**Directive**
Please show every line of the listing below that contains the word "green".
▬▬▬
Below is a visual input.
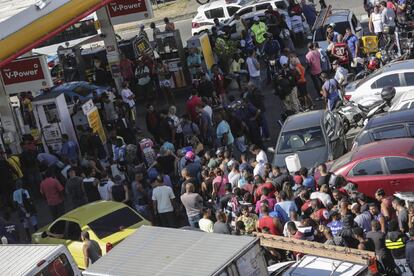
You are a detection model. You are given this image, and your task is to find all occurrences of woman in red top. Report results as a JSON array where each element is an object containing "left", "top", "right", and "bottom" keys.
[
  {"left": 256, "top": 204, "right": 282, "bottom": 236},
  {"left": 289, "top": 55, "right": 314, "bottom": 109},
  {"left": 331, "top": 35, "right": 350, "bottom": 68}
]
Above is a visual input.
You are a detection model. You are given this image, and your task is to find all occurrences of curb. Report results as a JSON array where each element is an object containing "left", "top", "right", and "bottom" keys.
[{"left": 115, "top": 11, "right": 197, "bottom": 32}]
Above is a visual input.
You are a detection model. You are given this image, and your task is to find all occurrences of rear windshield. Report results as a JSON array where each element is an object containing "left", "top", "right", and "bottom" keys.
[
  {"left": 35, "top": 254, "right": 75, "bottom": 276},
  {"left": 330, "top": 152, "right": 352, "bottom": 172},
  {"left": 88, "top": 207, "right": 142, "bottom": 239}
]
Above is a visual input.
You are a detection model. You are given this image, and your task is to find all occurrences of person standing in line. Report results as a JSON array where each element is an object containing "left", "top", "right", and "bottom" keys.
[
  {"left": 321, "top": 73, "right": 340, "bottom": 111},
  {"left": 246, "top": 50, "right": 262, "bottom": 89},
  {"left": 121, "top": 81, "right": 136, "bottom": 121},
  {"left": 40, "top": 169, "right": 65, "bottom": 220},
  {"left": 152, "top": 175, "right": 175, "bottom": 227},
  {"left": 164, "top": 17, "right": 175, "bottom": 32},
  {"left": 405, "top": 227, "right": 414, "bottom": 274},
  {"left": 135, "top": 58, "right": 154, "bottom": 102},
  {"left": 81, "top": 231, "right": 102, "bottom": 268},
  {"left": 180, "top": 183, "right": 203, "bottom": 228},
  {"left": 366, "top": 220, "right": 395, "bottom": 272},
  {"left": 306, "top": 42, "right": 322, "bottom": 98},
  {"left": 13, "top": 179, "right": 37, "bottom": 241},
  {"left": 65, "top": 167, "right": 87, "bottom": 209},
  {"left": 368, "top": 6, "right": 384, "bottom": 47},
  {"left": 60, "top": 133, "right": 79, "bottom": 163}
]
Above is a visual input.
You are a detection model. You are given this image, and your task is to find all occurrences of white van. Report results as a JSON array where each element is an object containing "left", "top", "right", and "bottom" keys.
[{"left": 0, "top": 244, "right": 82, "bottom": 276}]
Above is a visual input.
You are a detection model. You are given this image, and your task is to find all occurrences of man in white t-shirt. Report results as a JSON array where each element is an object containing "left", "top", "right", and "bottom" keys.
[
  {"left": 250, "top": 144, "right": 269, "bottom": 163},
  {"left": 152, "top": 175, "right": 175, "bottom": 227},
  {"left": 121, "top": 81, "right": 135, "bottom": 109},
  {"left": 246, "top": 50, "right": 262, "bottom": 89},
  {"left": 121, "top": 81, "right": 136, "bottom": 121}
]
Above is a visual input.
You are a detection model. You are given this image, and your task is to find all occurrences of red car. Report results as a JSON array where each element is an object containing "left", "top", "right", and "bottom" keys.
[{"left": 330, "top": 138, "right": 414, "bottom": 197}]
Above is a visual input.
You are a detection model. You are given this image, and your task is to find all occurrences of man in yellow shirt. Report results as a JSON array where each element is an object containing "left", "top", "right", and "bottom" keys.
[{"left": 250, "top": 15, "right": 267, "bottom": 49}]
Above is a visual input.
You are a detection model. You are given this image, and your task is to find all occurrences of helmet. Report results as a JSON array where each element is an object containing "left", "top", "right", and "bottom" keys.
[
  {"left": 367, "top": 57, "right": 379, "bottom": 71},
  {"left": 184, "top": 151, "right": 195, "bottom": 161},
  {"left": 381, "top": 86, "right": 395, "bottom": 102}
]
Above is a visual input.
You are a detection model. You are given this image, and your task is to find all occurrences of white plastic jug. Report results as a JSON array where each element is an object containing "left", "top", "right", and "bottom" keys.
[{"left": 285, "top": 153, "right": 301, "bottom": 173}]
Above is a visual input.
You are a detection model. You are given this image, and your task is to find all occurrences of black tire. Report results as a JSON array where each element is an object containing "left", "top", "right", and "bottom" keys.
[{"left": 196, "top": 0, "right": 210, "bottom": 5}]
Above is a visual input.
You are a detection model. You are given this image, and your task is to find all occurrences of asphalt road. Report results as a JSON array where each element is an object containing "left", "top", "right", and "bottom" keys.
[{"left": 10, "top": 0, "right": 372, "bottom": 234}]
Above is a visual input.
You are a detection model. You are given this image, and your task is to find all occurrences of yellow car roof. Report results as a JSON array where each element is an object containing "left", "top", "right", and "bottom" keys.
[{"left": 59, "top": 200, "right": 128, "bottom": 226}]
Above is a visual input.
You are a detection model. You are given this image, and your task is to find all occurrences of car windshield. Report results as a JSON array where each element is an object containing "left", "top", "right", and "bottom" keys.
[
  {"left": 239, "top": 0, "right": 256, "bottom": 7},
  {"left": 277, "top": 126, "right": 325, "bottom": 154},
  {"left": 356, "top": 68, "right": 384, "bottom": 88},
  {"left": 88, "top": 207, "right": 142, "bottom": 239},
  {"left": 315, "top": 21, "right": 350, "bottom": 41},
  {"left": 330, "top": 151, "right": 352, "bottom": 172}
]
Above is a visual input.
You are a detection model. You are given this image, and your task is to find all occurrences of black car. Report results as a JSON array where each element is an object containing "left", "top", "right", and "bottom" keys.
[
  {"left": 352, "top": 109, "right": 414, "bottom": 149},
  {"left": 273, "top": 110, "right": 346, "bottom": 169}
]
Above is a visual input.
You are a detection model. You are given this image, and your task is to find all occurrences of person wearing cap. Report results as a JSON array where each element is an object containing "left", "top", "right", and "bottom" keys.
[
  {"left": 331, "top": 34, "right": 351, "bottom": 67},
  {"left": 152, "top": 175, "right": 176, "bottom": 227},
  {"left": 332, "top": 59, "right": 348, "bottom": 97},
  {"left": 326, "top": 23, "right": 339, "bottom": 42},
  {"left": 138, "top": 24, "right": 148, "bottom": 40},
  {"left": 13, "top": 179, "right": 37, "bottom": 241},
  {"left": 216, "top": 112, "right": 234, "bottom": 150},
  {"left": 180, "top": 183, "right": 203, "bottom": 228},
  {"left": 326, "top": 210, "right": 342, "bottom": 236},
  {"left": 164, "top": 17, "right": 175, "bottom": 32},
  {"left": 321, "top": 72, "right": 340, "bottom": 111},
  {"left": 375, "top": 188, "right": 397, "bottom": 221},
  {"left": 306, "top": 42, "right": 322, "bottom": 93},
  {"left": 246, "top": 50, "right": 262, "bottom": 88},
  {"left": 109, "top": 175, "right": 130, "bottom": 204},
  {"left": 351, "top": 202, "right": 372, "bottom": 233},
  {"left": 250, "top": 15, "right": 267, "bottom": 49},
  {"left": 187, "top": 47, "right": 201, "bottom": 79},
  {"left": 135, "top": 58, "right": 153, "bottom": 102}
]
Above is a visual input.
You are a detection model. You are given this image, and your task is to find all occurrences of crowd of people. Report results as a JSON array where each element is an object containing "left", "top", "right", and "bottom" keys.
[{"left": 0, "top": 0, "right": 414, "bottom": 275}]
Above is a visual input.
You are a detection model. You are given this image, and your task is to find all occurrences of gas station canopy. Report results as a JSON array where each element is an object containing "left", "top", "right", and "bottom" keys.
[{"left": 0, "top": 0, "right": 112, "bottom": 68}]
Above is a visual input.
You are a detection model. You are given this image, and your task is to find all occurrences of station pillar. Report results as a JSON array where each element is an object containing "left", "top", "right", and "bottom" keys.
[{"left": 96, "top": 6, "right": 122, "bottom": 93}]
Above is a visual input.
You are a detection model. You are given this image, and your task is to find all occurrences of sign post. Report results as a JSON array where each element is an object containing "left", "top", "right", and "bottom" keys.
[
  {"left": 1, "top": 55, "right": 53, "bottom": 94},
  {"left": 107, "top": 0, "right": 154, "bottom": 25}
]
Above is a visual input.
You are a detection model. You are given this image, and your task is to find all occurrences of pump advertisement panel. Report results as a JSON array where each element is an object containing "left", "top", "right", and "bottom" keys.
[
  {"left": 107, "top": 0, "right": 154, "bottom": 25},
  {"left": 1, "top": 56, "right": 53, "bottom": 94}
]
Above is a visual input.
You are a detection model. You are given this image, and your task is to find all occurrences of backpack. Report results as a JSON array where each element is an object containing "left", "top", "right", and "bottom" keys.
[{"left": 125, "top": 144, "right": 138, "bottom": 164}]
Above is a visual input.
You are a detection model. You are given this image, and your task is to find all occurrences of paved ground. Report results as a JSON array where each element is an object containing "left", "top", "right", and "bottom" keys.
[{"left": 0, "top": 0, "right": 364, "bottom": 239}]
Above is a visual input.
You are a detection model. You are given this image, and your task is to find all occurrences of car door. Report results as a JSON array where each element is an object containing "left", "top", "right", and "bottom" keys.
[
  {"left": 64, "top": 220, "right": 84, "bottom": 267},
  {"left": 368, "top": 73, "right": 402, "bottom": 100},
  {"left": 40, "top": 219, "right": 66, "bottom": 244},
  {"left": 324, "top": 112, "right": 345, "bottom": 160},
  {"left": 385, "top": 156, "right": 414, "bottom": 193},
  {"left": 226, "top": 6, "right": 240, "bottom": 17},
  {"left": 346, "top": 158, "right": 390, "bottom": 197}
]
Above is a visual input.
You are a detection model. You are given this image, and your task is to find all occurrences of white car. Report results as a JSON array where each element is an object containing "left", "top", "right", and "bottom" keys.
[
  {"left": 223, "top": 0, "right": 290, "bottom": 39},
  {"left": 237, "top": 0, "right": 289, "bottom": 17},
  {"left": 388, "top": 90, "right": 414, "bottom": 111},
  {"left": 191, "top": 0, "right": 243, "bottom": 35},
  {"left": 345, "top": 60, "right": 414, "bottom": 106},
  {"left": 308, "top": 8, "right": 362, "bottom": 49}
]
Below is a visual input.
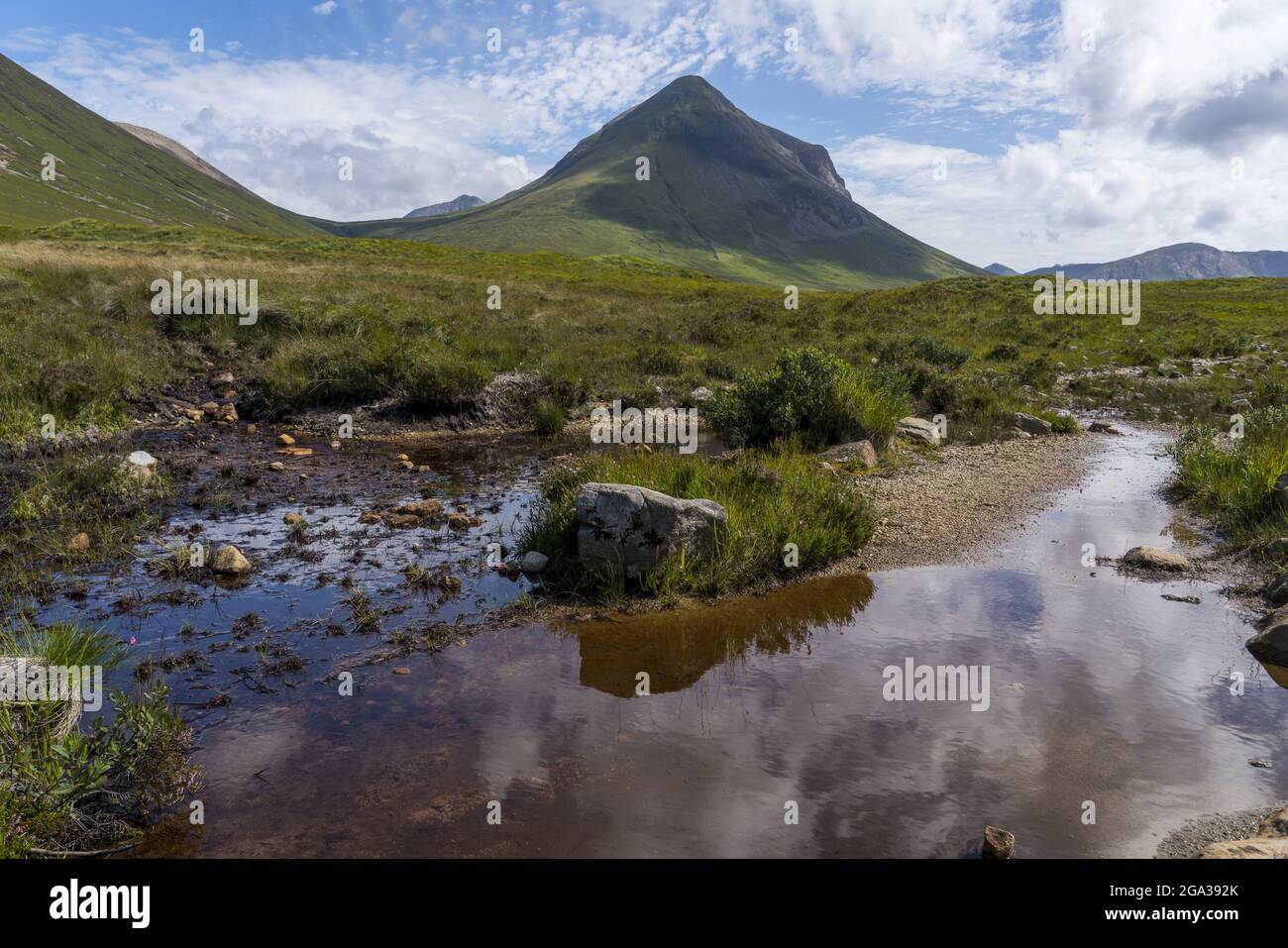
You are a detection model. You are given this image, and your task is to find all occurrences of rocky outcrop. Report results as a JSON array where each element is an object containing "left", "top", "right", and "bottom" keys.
[
  {"left": 1122, "top": 546, "right": 1193, "bottom": 574},
  {"left": 979, "top": 825, "right": 1015, "bottom": 859},
  {"left": 1013, "top": 411, "right": 1051, "bottom": 434},
  {"left": 819, "top": 441, "right": 877, "bottom": 471},
  {"left": 1245, "top": 617, "right": 1288, "bottom": 666},
  {"left": 896, "top": 416, "right": 940, "bottom": 446},
  {"left": 576, "top": 483, "right": 729, "bottom": 578}
]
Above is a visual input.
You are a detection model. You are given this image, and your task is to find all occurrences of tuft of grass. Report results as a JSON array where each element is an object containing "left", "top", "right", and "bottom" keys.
[
  {"left": 532, "top": 398, "right": 568, "bottom": 438},
  {"left": 0, "top": 623, "right": 201, "bottom": 858},
  {"left": 519, "top": 442, "right": 873, "bottom": 601},
  {"left": 704, "top": 347, "right": 909, "bottom": 448},
  {"left": 1172, "top": 406, "right": 1288, "bottom": 542}
]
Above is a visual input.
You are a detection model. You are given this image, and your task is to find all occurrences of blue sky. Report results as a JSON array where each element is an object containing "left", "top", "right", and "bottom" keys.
[{"left": 0, "top": 0, "right": 1288, "bottom": 267}]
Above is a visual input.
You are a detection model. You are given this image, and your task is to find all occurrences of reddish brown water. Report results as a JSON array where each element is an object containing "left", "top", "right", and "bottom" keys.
[{"left": 133, "top": 435, "right": 1288, "bottom": 857}]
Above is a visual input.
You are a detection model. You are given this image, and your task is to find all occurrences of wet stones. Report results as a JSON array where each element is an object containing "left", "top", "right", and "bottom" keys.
[
  {"left": 1122, "top": 546, "right": 1193, "bottom": 574},
  {"left": 1013, "top": 411, "right": 1051, "bottom": 435},
  {"left": 210, "top": 544, "right": 250, "bottom": 576},
  {"left": 1244, "top": 610, "right": 1288, "bottom": 666},
  {"left": 125, "top": 451, "right": 158, "bottom": 480},
  {"left": 519, "top": 550, "right": 550, "bottom": 574},
  {"left": 576, "top": 483, "right": 729, "bottom": 578},
  {"left": 979, "top": 825, "right": 1015, "bottom": 859}
]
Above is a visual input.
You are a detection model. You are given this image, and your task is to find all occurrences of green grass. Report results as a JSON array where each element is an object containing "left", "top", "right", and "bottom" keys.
[
  {"left": 0, "top": 220, "right": 1288, "bottom": 456},
  {"left": 1172, "top": 404, "right": 1288, "bottom": 556},
  {"left": 519, "top": 443, "right": 872, "bottom": 600},
  {"left": 707, "top": 348, "right": 909, "bottom": 448},
  {"left": 0, "top": 622, "right": 200, "bottom": 858}
]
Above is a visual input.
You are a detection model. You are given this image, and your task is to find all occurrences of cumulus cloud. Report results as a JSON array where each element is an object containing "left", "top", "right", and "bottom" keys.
[{"left": 5, "top": 0, "right": 1288, "bottom": 263}]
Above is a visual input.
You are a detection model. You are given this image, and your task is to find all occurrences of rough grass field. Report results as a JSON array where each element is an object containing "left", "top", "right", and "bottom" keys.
[{"left": 0, "top": 222, "right": 1288, "bottom": 445}]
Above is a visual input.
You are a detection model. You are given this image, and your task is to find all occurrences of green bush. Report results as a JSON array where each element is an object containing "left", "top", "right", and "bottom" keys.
[
  {"left": 519, "top": 442, "right": 872, "bottom": 600},
  {"left": 877, "top": 336, "right": 970, "bottom": 369},
  {"left": 1172, "top": 406, "right": 1288, "bottom": 540},
  {"left": 704, "top": 348, "right": 907, "bottom": 448}
]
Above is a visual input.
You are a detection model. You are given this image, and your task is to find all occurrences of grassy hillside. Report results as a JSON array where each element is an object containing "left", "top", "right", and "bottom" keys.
[
  {"left": 0, "top": 222, "right": 1288, "bottom": 442},
  {"left": 327, "top": 76, "right": 982, "bottom": 288},
  {"left": 0, "top": 55, "right": 319, "bottom": 236}
]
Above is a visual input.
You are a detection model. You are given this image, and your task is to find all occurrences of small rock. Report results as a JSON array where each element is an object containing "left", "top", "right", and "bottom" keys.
[
  {"left": 1257, "top": 806, "right": 1288, "bottom": 837},
  {"left": 576, "top": 483, "right": 729, "bottom": 579},
  {"left": 819, "top": 441, "right": 879, "bottom": 471},
  {"left": 1266, "top": 572, "right": 1288, "bottom": 605},
  {"left": 210, "top": 545, "right": 250, "bottom": 576},
  {"left": 519, "top": 550, "right": 550, "bottom": 574},
  {"left": 125, "top": 451, "right": 158, "bottom": 480},
  {"left": 1013, "top": 411, "right": 1051, "bottom": 434},
  {"left": 979, "top": 825, "right": 1015, "bottom": 859},
  {"left": 896, "top": 416, "right": 940, "bottom": 446},
  {"left": 1122, "top": 546, "right": 1192, "bottom": 574},
  {"left": 394, "top": 500, "right": 443, "bottom": 519}
]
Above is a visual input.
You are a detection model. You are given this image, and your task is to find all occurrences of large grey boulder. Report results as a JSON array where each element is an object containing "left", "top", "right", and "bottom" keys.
[
  {"left": 1122, "top": 546, "right": 1192, "bottom": 574},
  {"left": 576, "top": 483, "right": 729, "bottom": 578},
  {"left": 896, "top": 416, "right": 939, "bottom": 445}
]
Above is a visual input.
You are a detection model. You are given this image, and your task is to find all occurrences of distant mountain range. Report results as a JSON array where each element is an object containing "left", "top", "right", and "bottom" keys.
[
  {"left": 0, "top": 55, "right": 323, "bottom": 236},
  {"left": 327, "top": 76, "right": 982, "bottom": 288},
  {"left": 984, "top": 244, "right": 1288, "bottom": 280},
  {"left": 403, "top": 194, "right": 486, "bottom": 220}
]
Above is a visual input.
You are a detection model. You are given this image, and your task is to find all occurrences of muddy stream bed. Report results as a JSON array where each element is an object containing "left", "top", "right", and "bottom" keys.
[{"left": 35, "top": 432, "right": 1288, "bottom": 857}]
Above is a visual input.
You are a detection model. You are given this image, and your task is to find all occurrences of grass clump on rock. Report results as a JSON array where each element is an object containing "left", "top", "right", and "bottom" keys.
[
  {"left": 0, "top": 623, "right": 200, "bottom": 858},
  {"left": 519, "top": 443, "right": 873, "bottom": 600},
  {"left": 703, "top": 347, "right": 909, "bottom": 448},
  {"left": 1172, "top": 407, "right": 1288, "bottom": 544}
]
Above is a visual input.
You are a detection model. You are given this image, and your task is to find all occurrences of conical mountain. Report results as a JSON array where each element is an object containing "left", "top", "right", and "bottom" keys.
[{"left": 345, "top": 76, "right": 982, "bottom": 288}]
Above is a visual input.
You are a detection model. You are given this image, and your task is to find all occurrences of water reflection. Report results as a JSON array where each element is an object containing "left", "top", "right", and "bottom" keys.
[{"left": 574, "top": 576, "right": 873, "bottom": 698}]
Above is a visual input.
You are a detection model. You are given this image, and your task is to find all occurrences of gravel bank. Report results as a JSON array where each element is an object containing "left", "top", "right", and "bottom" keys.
[
  {"left": 1154, "top": 799, "right": 1288, "bottom": 859},
  {"left": 858, "top": 432, "right": 1117, "bottom": 570}
]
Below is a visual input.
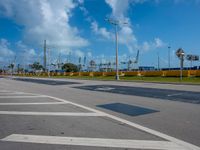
▬▬▬
**Complete response**
You are a detection model. You are given this image, and your task is to find all occurrences of green grass. Report results as a JSON array where each element is an object containing "left", "top", "right", and "bottom" keys.
You are a detection model. You are given this image, and your task is to find all occurrences of green bush. Report results as a JSON array where each element is an object containing "left", "top", "right", and "bottom" keys.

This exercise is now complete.